[Task] Somewhere below are a line with "x=318, y=97" and a later line with "x=140, y=281". Output exactly those lines and all lines between them.

[Task data]
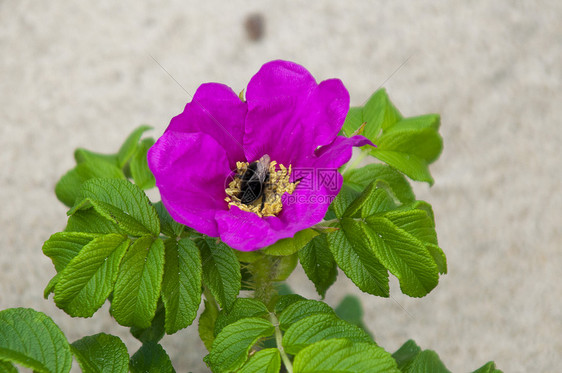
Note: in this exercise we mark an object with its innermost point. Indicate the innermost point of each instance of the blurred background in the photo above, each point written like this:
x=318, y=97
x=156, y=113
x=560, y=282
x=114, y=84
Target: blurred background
x=85, y=75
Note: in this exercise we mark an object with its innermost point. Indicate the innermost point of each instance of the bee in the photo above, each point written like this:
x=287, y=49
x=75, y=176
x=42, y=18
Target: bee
x=253, y=181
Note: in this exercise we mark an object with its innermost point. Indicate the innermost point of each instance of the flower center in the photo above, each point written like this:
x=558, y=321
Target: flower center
x=258, y=186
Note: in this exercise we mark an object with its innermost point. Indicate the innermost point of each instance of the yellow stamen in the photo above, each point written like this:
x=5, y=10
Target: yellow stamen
x=274, y=188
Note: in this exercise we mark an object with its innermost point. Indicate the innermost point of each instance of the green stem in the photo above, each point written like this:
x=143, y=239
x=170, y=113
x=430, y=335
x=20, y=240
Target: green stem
x=263, y=273
x=278, y=339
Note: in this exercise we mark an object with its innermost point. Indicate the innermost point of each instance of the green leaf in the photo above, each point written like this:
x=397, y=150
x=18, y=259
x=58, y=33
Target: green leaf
x=378, y=113
x=31, y=339
x=7, y=367
x=248, y=256
x=426, y=361
x=406, y=354
x=90, y=221
x=139, y=282
x=285, y=266
x=207, y=322
x=221, y=271
x=230, y=348
x=351, y=311
x=318, y=264
x=264, y=361
x=489, y=367
x=401, y=253
x=302, y=309
x=419, y=224
x=358, y=262
x=168, y=226
x=411, y=165
x=62, y=247
x=50, y=288
x=410, y=146
x=101, y=353
x=142, y=175
x=289, y=246
x=88, y=278
x=374, y=200
x=241, y=309
x=285, y=300
x=68, y=187
x=155, y=331
x=152, y=358
x=122, y=203
x=359, y=178
x=181, y=287
x=130, y=145
x=342, y=355
x=82, y=155
x=320, y=327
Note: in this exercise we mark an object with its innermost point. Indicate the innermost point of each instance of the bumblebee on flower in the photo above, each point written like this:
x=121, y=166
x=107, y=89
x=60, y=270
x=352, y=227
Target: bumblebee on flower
x=288, y=121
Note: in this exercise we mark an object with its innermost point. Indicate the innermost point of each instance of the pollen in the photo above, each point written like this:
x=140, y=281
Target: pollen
x=269, y=203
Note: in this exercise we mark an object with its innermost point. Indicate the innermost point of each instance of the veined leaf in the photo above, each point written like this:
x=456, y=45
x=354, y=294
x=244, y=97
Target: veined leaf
x=68, y=187
x=101, y=353
x=155, y=331
x=267, y=360
x=230, y=348
x=419, y=224
x=351, y=311
x=342, y=355
x=302, y=309
x=142, y=175
x=88, y=278
x=285, y=300
x=377, y=114
x=151, y=357
x=358, y=262
x=181, y=287
x=406, y=354
x=320, y=327
x=207, y=322
x=318, y=264
x=375, y=199
x=62, y=247
x=168, y=226
x=427, y=361
x=82, y=155
x=221, y=271
x=90, y=221
x=130, y=145
x=401, y=253
x=291, y=245
x=489, y=367
x=31, y=339
x=242, y=308
x=139, y=282
x=122, y=203
x=411, y=145
x=411, y=165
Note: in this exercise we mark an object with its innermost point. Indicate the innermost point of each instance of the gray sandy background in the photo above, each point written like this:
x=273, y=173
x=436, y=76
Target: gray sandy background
x=80, y=74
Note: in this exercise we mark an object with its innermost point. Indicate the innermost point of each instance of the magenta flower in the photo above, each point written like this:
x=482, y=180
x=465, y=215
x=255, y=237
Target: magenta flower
x=199, y=161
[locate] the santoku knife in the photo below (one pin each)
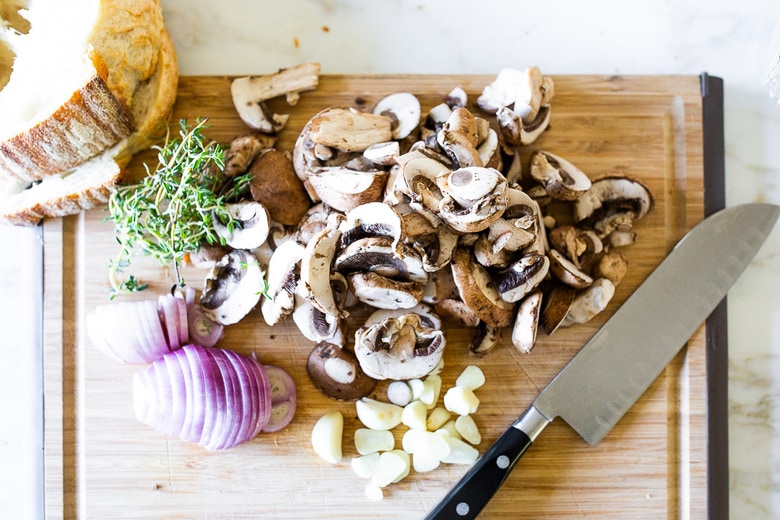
(598, 386)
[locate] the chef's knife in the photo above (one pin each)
(598, 386)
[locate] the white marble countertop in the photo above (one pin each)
(737, 41)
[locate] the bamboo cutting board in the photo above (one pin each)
(102, 463)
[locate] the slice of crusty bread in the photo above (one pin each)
(141, 72)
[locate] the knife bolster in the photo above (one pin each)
(532, 422)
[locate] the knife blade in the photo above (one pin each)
(617, 365)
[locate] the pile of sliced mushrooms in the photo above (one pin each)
(422, 217)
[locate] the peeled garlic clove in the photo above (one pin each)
(378, 415)
(468, 429)
(326, 436)
(460, 400)
(472, 378)
(392, 466)
(370, 441)
(415, 415)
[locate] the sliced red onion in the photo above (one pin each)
(226, 397)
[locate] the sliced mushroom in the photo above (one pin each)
(275, 185)
(336, 372)
(611, 265)
(252, 224)
(373, 219)
(399, 348)
(282, 280)
(316, 325)
(316, 271)
(560, 178)
(250, 93)
(526, 324)
(589, 302)
(459, 138)
(557, 307)
(478, 291)
(523, 276)
(383, 292)
(613, 203)
(232, 288)
(485, 339)
(474, 198)
(403, 109)
(567, 272)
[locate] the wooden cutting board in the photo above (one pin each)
(102, 463)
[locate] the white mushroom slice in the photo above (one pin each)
(475, 198)
(526, 324)
(613, 203)
(316, 325)
(383, 154)
(523, 276)
(399, 348)
(589, 302)
(315, 271)
(567, 272)
(282, 280)
(348, 129)
(385, 293)
(373, 219)
(518, 133)
(232, 288)
(344, 189)
(477, 289)
(459, 137)
(376, 254)
(252, 225)
(560, 178)
(403, 108)
(502, 92)
(249, 93)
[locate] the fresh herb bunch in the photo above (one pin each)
(173, 210)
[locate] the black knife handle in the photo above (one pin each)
(480, 483)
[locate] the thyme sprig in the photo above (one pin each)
(172, 211)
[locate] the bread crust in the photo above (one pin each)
(142, 82)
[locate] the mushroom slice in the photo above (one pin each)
(523, 276)
(232, 288)
(478, 290)
(252, 225)
(348, 130)
(589, 302)
(316, 325)
(580, 246)
(565, 270)
(560, 178)
(282, 281)
(399, 348)
(613, 203)
(344, 189)
(474, 199)
(316, 269)
(403, 109)
(557, 308)
(485, 339)
(385, 293)
(526, 324)
(336, 372)
(249, 93)
(370, 220)
(459, 137)
(376, 254)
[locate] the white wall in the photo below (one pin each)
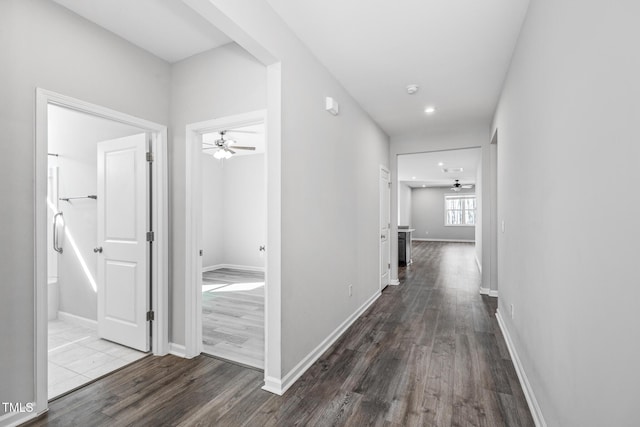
(74, 137)
(234, 210)
(44, 45)
(474, 135)
(568, 127)
(214, 84)
(404, 204)
(479, 218)
(212, 211)
(329, 190)
(427, 211)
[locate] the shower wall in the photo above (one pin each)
(73, 136)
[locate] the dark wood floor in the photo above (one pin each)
(427, 353)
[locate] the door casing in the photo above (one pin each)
(385, 226)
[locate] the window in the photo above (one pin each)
(460, 210)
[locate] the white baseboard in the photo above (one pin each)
(536, 412)
(13, 419)
(273, 385)
(77, 320)
(232, 266)
(487, 291)
(279, 387)
(443, 240)
(177, 350)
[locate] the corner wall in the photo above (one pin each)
(427, 211)
(218, 83)
(568, 129)
(329, 187)
(44, 45)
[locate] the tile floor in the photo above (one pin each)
(77, 356)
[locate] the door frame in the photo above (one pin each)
(193, 223)
(384, 169)
(159, 217)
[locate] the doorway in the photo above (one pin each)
(100, 282)
(233, 243)
(226, 240)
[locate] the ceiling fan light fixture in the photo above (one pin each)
(222, 154)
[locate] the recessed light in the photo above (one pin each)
(411, 89)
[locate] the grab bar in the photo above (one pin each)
(56, 246)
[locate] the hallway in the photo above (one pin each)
(428, 353)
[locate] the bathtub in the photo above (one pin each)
(52, 298)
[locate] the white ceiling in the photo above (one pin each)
(252, 136)
(168, 29)
(457, 51)
(426, 171)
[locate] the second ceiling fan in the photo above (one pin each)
(225, 147)
(457, 186)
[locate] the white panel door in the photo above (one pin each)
(385, 224)
(123, 250)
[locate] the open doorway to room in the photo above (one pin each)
(233, 243)
(438, 203)
(86, 337)
(226, 299)
(100, 234)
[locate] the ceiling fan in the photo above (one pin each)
(225, 147)
(457, 186)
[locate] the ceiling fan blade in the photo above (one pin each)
(242, 131)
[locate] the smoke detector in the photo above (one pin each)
(411, 89)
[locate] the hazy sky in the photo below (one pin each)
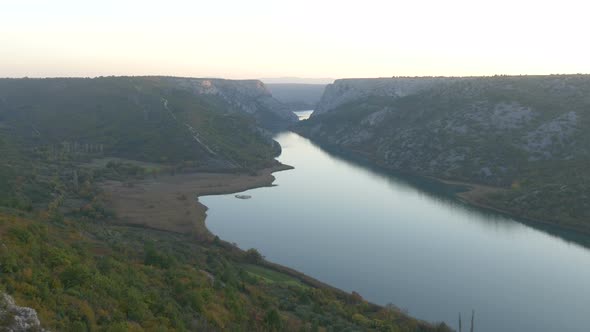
(305, 38)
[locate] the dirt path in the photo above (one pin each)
(170, 202)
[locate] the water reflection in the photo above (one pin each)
(407, 241)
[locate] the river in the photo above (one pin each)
(394, 242)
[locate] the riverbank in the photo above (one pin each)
(474, 194)
(170, 202)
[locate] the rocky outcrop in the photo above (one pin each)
(348, 90)
(249, 96)
(17, 319)
(527, 134)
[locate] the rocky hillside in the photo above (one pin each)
(529, 135)
(298, 97)
(17, 319)
(249, 96)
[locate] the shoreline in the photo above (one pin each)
(166, 190)
(475, 196)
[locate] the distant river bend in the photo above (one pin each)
(361, 230)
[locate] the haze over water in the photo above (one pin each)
(360, 230)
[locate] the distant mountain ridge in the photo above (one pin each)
(527, 134)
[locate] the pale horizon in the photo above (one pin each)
(304, 39)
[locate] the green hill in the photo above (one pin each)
(64, 254)
(527, 136)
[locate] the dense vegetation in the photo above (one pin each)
(61, 254)
(528, 136)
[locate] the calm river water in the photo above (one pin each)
(391, 241)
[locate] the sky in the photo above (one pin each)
(284, 38)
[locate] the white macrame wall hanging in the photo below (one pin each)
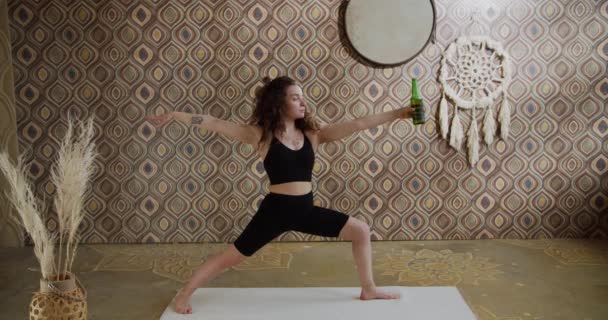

[Result of the exercise]
x=318, y=97
x=156, y=113
x=560, y=282
x=114, y=84
Target: blurred background
x=85, y=75
Note: in this exercise we mark an object with its innermost point. Indicate the innermost point of each instance of the bee in the photo above, each point written like this:
x=287, y=49
x=75, y=176
x=42, y=18
Target: bee
x=253, y=181
Note: in this exercise we mark an object with its innermost point. Indicate the innermost point of each instance of the flower center in the photo above, each point written like this:
x=558, y=321
Target: flower center
x=258, y=186
Note: in this exercise we mark an object with its innermost point. Indicate the innermost point of each instance of the yellow stamen in the photo above, each point written like this:
x=5, y=10
Target: yellow stamen
x=274, y=188
Note: in this exercise we mark an object with its innermost point. Indicate the innermost point of each instance of the green stem in the photo above, each point written like this:
x=143, y=239
x=170, y=113
x=430, y=335
x=20, y=240
Target: green stem
x=263, y=273
x=278, y=339
Note: in this exercise we mark an object with its innermost point. Indicate the innermost point of each instance of the green leaf in the photo above, each point written like this:
x=397, y=150
x=18, y=259
x=58, y=33
Target: green leaf
x=378, y=113
x=31, y=339
x=7, y=367
x=248, y=256
x=426, y=361
x=406, y=354
x=90, y=221
x=139, y=282
x=285, y=266
x=207, y=322
x=221, y=271
x=230, y=348
x=351, y=311
x=318, y=264
x=264, y=361
x=489, y=367
x=401, y=253
x=302, y=309
x=419, y=224
x=358, y=262
x=168, y=226
x=411, y=165
x=62, y=247
x=50, y=288
x=410, y=146
x=101, y=353
x=142, y=175
x=289, y=246
x=88, y=278
x=374, y=200
x=241, y=309
x=285, y=300
x=68, y=187
x=155, y=331
x=152, y=358
x=122, y=203
x=359, y=178
x=181, y=287
x=130, y=145
x=342, y=355
x=82, y=155
x=320, y=327
Note: in this exercise we mark an object with its innermost point. Indicate the innermost point of each instance of the bumblebee on flower in the photo above, each point written like this:
x=121, y=166
x=107, y=89
x=60, y=270
x=352, y=227
Target: bumblebee on flower
x=288, y=121
Note: in this exercise we mark an object with its innermost point. Indicate the innermost point of each instance of the pollen in the photo above, each point written like this:
x=140, y=281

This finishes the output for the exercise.